## What you should do:
Each entry below must be repeated exactly, with pictures left out.

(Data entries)
*** Begin section ***

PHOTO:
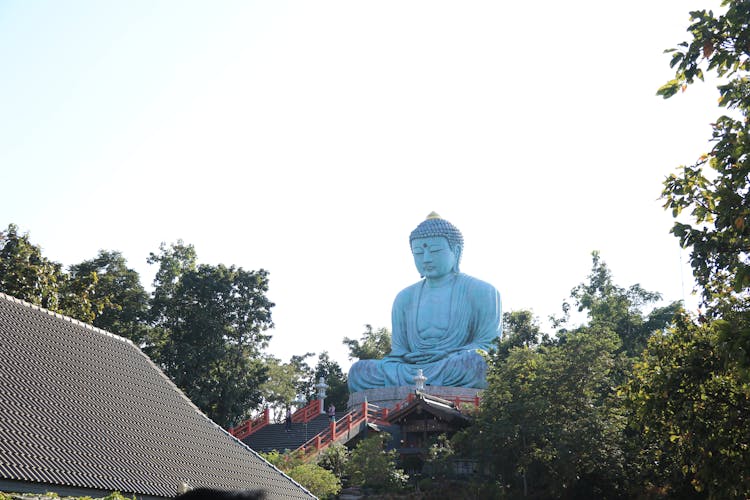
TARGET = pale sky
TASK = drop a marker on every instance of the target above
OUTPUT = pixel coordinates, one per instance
(309, 138)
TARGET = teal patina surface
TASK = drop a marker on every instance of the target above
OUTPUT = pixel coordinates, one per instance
(440, 322)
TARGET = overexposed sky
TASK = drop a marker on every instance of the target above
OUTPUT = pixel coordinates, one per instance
(310, 138)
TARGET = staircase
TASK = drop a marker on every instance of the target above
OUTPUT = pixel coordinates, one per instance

*** End section ***

## Response to the task:
PHOTO:
TARGET = pale sky
TASK = drop a marker on every instance of the target above
OUTPUT = pixel coordinates, one per instance
(309, 138)
TARGET = teal patina surface
TASK = drop a marker on every instance of the target above
OUTPUT = pixel coordinates, one per instance
(440, 322)
TARGET = overexposed sky
TASK = drop a marker on every instance of the target above
OUTPUT = pixel coordinates, one per instance
(310, 138)
TARGET = staircase
TASK = drop a marker on every instance of the target above
OUTPUT = pixel coordinates, one per instance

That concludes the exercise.